---- MATERIAL PROVIDED

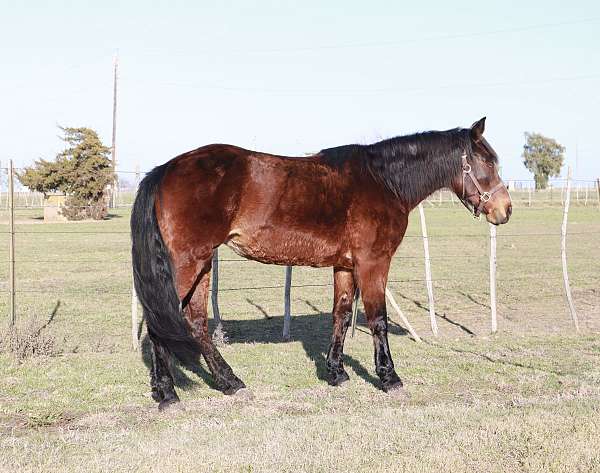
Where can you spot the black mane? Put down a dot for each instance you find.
(411, 167)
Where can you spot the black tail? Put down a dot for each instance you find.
(153, 275)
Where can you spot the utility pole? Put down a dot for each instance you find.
(113, 148)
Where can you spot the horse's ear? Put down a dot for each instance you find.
(477, 129)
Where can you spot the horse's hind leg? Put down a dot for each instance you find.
(197, 316)
(161, 379)
(342, 314)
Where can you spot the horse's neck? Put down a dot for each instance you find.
(426, 175)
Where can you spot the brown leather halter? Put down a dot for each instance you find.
(484, 196)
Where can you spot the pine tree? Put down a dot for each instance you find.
(82, 171)
(543, 157)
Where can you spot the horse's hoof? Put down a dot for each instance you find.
(233, 386)
(169, 403)
(397, 391)
(244, 394)
(337, 379)
(157, 395)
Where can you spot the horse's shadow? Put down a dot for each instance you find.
(313, 331)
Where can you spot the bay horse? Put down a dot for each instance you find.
(344, 207)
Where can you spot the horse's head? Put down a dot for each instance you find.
(478, 185)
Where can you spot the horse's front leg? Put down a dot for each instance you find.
(372, 278)
(342, 314)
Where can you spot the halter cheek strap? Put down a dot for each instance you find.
(484, 196)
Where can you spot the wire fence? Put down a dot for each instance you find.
(581, 193)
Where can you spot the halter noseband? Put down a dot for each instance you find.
(484, 196)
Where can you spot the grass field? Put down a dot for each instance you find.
(525, 399)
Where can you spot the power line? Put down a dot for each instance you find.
(396, 43)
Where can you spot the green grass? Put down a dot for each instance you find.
(525, 399)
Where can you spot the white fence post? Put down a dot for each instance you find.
(493, 277)
(11, 243)
(428, 272)
(214, 293)
(287, 304)
(563, 252)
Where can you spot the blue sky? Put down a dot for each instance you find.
(296, 77)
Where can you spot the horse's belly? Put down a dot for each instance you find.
(285, 248)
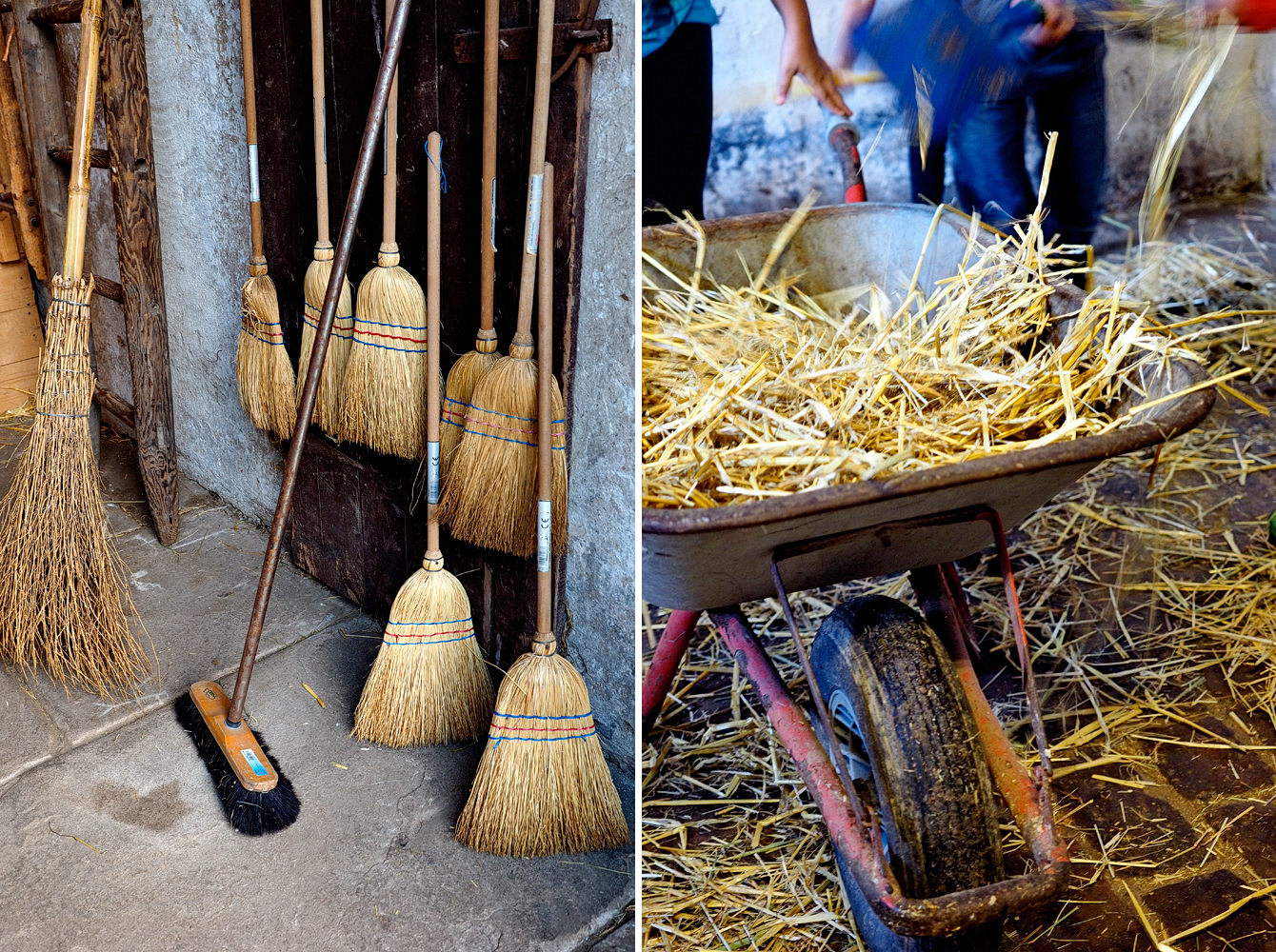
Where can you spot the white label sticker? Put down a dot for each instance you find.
(254, 190)
(533, 212)
(432, 479)
(543, 535)
(492, 214)
(258, 767)
(321, 124)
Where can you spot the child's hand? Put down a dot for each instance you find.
(799, 56)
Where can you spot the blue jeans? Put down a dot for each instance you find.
(989, 164)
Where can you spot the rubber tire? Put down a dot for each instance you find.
(930, 787)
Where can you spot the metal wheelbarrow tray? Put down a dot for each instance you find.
(694, 559)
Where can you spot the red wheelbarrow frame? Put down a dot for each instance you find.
(850, 824)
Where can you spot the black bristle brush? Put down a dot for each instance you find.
(258, 799)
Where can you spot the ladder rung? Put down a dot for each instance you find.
(98, 158)
(56, 11)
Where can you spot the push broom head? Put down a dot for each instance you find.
(462, 379)
(383, 390)
(257, 798)
(327, 401)
(64, 595)
(429, 684)
(488, 494)
(543, 785)
(266, 385)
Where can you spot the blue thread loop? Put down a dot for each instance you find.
(438, 165)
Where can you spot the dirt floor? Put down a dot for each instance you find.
(111, 834)
(1151, 606)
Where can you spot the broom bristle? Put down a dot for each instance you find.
(462, 379)
(248, 810)
(327, 401)
(383, 390)
(64, 595)
(543, 783)
(488, 489)
(429, 684)
(266, 383)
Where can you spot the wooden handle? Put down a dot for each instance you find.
(432, 272)
(540, 130)
(258, 262)
(316, 90)
(488, 226)
(389, 194)
(545, 409)
(82, 142)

--------

WHAT IS BEING ASKED: Please swap "Put down a dot" for "Place a dot" throughout all the entries above, changing nothing else, and reproduce them without the pictures.

CORRECT RESPONSE:
Where can you spot the black mane? Place a dot for each instance you find.
(411, 167)
Where can you spot the black tail? Place a dot for each instance you find.
(153, 275)
Where can you spot the utility pole? Place a dot for each instance you find.
(113, 148)
Where can you spot the horse's ear? Place a dot for each instance you find.
(477, 129)
Where can you spot the horse's hind leg? Place a dot for each instance you find.
(197, 316)
(161, 379)
(342, 314)
Where can you spot the horse's neck? Place a dot for each instance you find.
(426, 175)
Where can you spot the brown leather halter? Place a dot for each instance you find.
(484, 196)
Where can you spot the pine tree? Place a dot for each instance you find.
(82, 171)
(543, 157)
Where can you spot the horse's hoof? Place a dot for each instance you find.
(233, 386)
(169, 403)
(397, 391)
(244, 394)
(337, 379)
(157, 395)
Where can you spot the horse's shadow? Place a dot for each instance you find.
(313, 331)
Where can you spot the bay horse? Place a dot for each instance you find.
(344, 207)
Where can you spot the horse's head? Place a dot for each instance you find.
(478, 185)
Where can you spot the horse's front leg? Place a dot for each instance you find.
(372, 278)
(342, 314)
Where can you spot the halter cheek strap? Place a dot for each instance you find.
(484, 196)
Where can you spot the wire fence? Place a dot for each instance you find.
(581, 193)
Where can you spot the halter noseband? Place a dot for each instance you find.
(484, 196)
Where can you spot the grass field? Place a dot for each instance you find.
(525, 399)
Where can you spot the power line? Place a dot for each instance you find.
(396, 43)
Where can you spot the green grass? Place a dot for each instance you find.
(525, 399)
Where can you spot the white fence post? Place a dot for each instance you find.
(493, 277)
(11, 243)
(428, 272)
(214, 293)
(287, 304)
(563, 252)
Where can you spot the blue sky? Place a dot for each instance you find.
(296, 77)
Where can you spot the horse's belly? Place a dot for each instance you find.
(285, 248)
Where can you spot the white label sticker? Place a dot for each instance you find.
(254, 190)
(533, 212)
(432, 479)
(543, 535)
(492, 214)
(258, 767)
(321, 124)
Where can you spot the child's hand? Place a dot for each instance you find.
(799, 56)
Where can you spot the blue jeans? Place a dot for each instance you find.
(989, 164)
Where can you spot the rubber tire? Place a dot for each instance you find.
(930, 787)
Where can you spot the metal wheelbarrow tray? Place a dot for each instance you find.
(694, 559)
Where can you spot the red wheelbarrow frame? Place a dot for each instance you find.
(850, 824)
Where can you spot the black bristle brush? Place a dot for each instance you find.
(258, 799)
Where can you spot the ladder rung? Place a dot for each instance you find.
(98, 158)
(56, 11)
Where can you spot the push broom head? Place a dot for each instance you find.
(462, 379)
(383, 390)
(257, 798)
(327, 401)
(64, 595)
(429, 684)
(488, 494)
(543, 785)
(266, 385)
Where can you spot the blue thread loop? Place a dot for each instance you find.
(438, 165)
Where can you spot the dirt floor? Place a dot for each instance you find.
(111, 834)
(1151, 606)
Where can you spot the broom bristle? Place a dot for each instance you find.
(462, 379)
(248, 810)
(327, 401)
(383, 390)
(64, 595)
(543, 783)
(488, 489)
(429, 684)
(266, 383)
Where can you spot the wooden handle? Place a dot for each instance you find.
(432, 272)
(540, 130)
(258, 262)
(316, 90)
(488, 226)
(389, 194)
(545, 409)
(82, 142)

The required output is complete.